Segment Start: Extract

There are lots of beautiful models but there aren’t really any new supermodels.
Arthur once told i-D Founder Terry Jones that beauty is made up of every little scratch, scar and freckle. Today he drives this home, explaining, “I don’t like retouching. I like things to look natural. My wife wouldn’t change a wrinkle, you know?” He goes on to tell tales of times in Paris when Azzedine Alaïa was just starting out. “He came to us and saw my wife and gave her an entire wardrobe because he found her beautiful.” Always one for artistic honesty, Arthur loves film and still prefers to use his faithful Hasselblad or Rolleiflex over digital. “If I’m shooting someone I really like, I’ll definitely use film. It’s more special that way.”

Segment End: Extract
Segment Start: Recorded information

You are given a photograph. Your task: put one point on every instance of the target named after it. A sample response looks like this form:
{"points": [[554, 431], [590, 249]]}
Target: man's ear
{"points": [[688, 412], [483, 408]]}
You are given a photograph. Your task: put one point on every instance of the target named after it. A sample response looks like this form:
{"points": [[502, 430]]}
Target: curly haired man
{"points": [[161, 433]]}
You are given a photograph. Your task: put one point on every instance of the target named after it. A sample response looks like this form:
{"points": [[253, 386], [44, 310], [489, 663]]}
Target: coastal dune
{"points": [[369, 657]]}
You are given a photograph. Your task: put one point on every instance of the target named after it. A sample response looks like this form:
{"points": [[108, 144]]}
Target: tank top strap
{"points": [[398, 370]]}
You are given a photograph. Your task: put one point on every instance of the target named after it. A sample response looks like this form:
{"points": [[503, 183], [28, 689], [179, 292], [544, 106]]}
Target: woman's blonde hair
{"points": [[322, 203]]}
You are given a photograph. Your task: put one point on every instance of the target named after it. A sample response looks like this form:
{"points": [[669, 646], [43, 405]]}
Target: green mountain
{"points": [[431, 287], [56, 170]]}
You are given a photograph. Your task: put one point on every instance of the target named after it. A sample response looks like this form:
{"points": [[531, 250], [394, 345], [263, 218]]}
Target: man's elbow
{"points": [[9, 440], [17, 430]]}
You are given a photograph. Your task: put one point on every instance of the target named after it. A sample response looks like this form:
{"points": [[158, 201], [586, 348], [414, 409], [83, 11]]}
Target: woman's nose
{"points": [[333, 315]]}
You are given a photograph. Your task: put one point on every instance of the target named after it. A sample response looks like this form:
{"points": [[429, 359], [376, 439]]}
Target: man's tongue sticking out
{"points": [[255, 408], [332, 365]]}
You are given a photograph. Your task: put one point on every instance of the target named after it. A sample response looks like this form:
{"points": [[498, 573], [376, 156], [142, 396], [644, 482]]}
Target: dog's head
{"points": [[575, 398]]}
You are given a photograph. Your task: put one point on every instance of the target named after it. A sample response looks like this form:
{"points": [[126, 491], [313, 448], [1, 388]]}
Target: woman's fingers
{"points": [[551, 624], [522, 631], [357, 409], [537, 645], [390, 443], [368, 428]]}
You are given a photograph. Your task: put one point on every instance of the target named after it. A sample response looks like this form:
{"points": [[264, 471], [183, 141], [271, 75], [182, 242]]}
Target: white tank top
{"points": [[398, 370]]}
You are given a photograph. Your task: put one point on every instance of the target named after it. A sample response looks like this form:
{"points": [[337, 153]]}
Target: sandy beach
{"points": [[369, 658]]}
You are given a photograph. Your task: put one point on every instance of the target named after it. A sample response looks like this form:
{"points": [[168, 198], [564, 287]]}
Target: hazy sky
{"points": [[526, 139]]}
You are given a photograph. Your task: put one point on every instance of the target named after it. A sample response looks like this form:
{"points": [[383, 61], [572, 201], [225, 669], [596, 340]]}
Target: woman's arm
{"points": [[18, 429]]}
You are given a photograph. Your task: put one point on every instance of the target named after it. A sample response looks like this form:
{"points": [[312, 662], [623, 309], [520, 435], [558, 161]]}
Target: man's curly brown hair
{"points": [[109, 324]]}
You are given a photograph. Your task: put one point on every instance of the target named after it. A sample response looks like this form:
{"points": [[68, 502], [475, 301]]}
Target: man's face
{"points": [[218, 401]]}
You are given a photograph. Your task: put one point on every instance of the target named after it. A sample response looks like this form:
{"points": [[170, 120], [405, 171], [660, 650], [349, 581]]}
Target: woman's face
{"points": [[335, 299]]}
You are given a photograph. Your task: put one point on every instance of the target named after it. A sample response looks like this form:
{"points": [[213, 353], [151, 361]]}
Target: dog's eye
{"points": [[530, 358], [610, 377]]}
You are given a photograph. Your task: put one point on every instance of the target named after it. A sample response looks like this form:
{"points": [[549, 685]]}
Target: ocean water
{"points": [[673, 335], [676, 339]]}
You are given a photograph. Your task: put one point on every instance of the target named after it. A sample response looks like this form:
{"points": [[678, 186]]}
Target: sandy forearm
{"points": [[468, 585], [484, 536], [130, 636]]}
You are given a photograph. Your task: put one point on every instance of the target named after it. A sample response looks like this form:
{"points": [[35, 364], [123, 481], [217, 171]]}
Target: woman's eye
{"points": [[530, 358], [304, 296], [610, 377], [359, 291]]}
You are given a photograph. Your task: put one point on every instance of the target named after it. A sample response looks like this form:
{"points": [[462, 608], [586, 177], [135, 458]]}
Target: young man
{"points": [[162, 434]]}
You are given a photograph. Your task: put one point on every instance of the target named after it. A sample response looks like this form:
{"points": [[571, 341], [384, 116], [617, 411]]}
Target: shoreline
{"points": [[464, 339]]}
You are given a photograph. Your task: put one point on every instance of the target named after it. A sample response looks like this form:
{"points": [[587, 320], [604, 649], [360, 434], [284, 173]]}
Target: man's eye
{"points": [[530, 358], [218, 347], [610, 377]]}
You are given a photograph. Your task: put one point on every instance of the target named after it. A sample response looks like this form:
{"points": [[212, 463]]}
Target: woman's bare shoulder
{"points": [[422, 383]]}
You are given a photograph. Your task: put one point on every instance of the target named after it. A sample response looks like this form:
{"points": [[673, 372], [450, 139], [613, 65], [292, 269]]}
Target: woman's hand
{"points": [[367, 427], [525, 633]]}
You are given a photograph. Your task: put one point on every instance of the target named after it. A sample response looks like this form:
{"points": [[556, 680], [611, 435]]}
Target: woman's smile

Segment End: Recorded information

- **Your goal**
In the passage on Arthur's approach to photography, why does he say he will use film when shooting someone he really likes? Answer in one to three sentences.

- **Exercise result**
Arthur says that shooting on film is more special.